▶ _DOCUMENT TEXT_:
>> BEGIN

Tips for newly engaged couples on asking friends and family to contribute.
In another article I pointed out that you can’t afford NOT to ask for help with your wedding. In this one I want to share some ideas on HOW to do it. The assumptions here is the same as in the prior article—you have relatives who want to come to your wedding and have enough money to contribute something to paying for it.
You Don’t Need Help.
The goal of asking for financial help is not that you need it. You can always go to the court and get married. You could move in together without being married (enough people do it). You could also date indefinitely until all the stars align and you can have the wedding of your dreams. So you don’t NEED help. There’s nothing wrong with any of these options, and if you can’t get much help you will be stuck with one of them anyway.
However you must choose a path first, because you are an adult who wants to get married. Marriage certainly doesn’t have to wait till you’re rolling in the dough. Once you have made a choice—based on your finances and your finances alone—you can ask for help. Since you can get married without help, the primary beneficiary of your request are the people being asked. Because you’re still coming up in the world, they have the opportunity to make your life better. But you will get married no matter what—it’s important for you to know this.
Who To Call. How To Ask.
Call your close friends and relatives whom you respect highly—you could also do this by mail. Let them know that you have great news. You have found someone you want to spend the rest of your life with, and plan to get married in the next [less than two years]. Let the people know that you would like to invite as many of your close friends/family as possible to share in this event, but that you would appreciate their help making it the best it can be.
Point out that the greatest gift they can offer you is their presence, and that is why you write/call. If these are your older relatives who want to show you off to their friends, keep that in mind. In many cultures adults look forward to seeing their children get married, and they’ll put their hard-earned dollars toward that goal. Some of you have already been asked repeatedly when you’ll get married.
To financially stable adults (more so than you), point out that you are raising money for the wedding. Mention how many other people you are asking for money, what amount you are trying to raise. You never want any one person to feel burdened. Rather, they should feel that every dollar helps.

>> END

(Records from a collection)
>> BEGIN

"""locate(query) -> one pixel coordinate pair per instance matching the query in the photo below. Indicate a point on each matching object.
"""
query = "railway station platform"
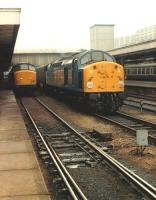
(20, 174)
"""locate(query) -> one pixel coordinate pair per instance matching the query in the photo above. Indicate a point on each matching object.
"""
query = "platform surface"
(20, 174)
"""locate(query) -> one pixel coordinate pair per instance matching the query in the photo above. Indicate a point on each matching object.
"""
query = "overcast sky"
(64, 24)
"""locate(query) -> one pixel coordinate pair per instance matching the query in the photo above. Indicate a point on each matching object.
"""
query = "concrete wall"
(102, 37)
(38, 59)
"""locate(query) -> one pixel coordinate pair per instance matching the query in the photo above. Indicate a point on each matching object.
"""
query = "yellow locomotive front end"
(103, 77)
(103, 84)
(25, 78)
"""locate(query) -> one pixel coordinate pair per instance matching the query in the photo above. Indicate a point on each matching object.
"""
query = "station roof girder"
(9, 25)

>> END

▶ _SET EXERCISE 1_: From the article on wedding help, list the options it gives a couple as alternatives to getting financial help with a wedding.
▶ _SET EXERCISE 2_: Summarize the article on wedding help in two sentences.
▶ _SET EXERCISE 3_:
Based on the article on wedding help, say whether each statement agrees with it, and give the deciding words.
(a) Couples should wait until they are wealthy before marrying.
(b) Friends and relatives may be approached by mail instead of by phone.
(c) Couples should ask a single person to cover the cost of the wedding.
None of the rows is needed for this work.

▶ _PROBLEM SOLUTION 1_:
- Go to the court and get married.
- Move in together without being married.
- Date indefinitely until all the stars align and the couple can have the wedding of their dreams.

▶ _PROBLEM SOLUTION 2_: The article tells engaged couples that they do not need financial help, since they could marry at court, move in together, or keep dating, and that they should choose a path based on their own finances before asking. It then advises calling or writing to close friends and relatives to share the news, stressing that their presence is the greatest gift, and telling financially stable adults how many people are being asked and how much is being raised so that no one feels burdened.

▶ _PROBLEM SOLUTION 3_:
(a) No: "Marriage certainly doesn’t have to wait till you’re rolling in the dough."
(b) Yes: "you could also do this by mail."
(c) No: "You never want any one person to feel burdened."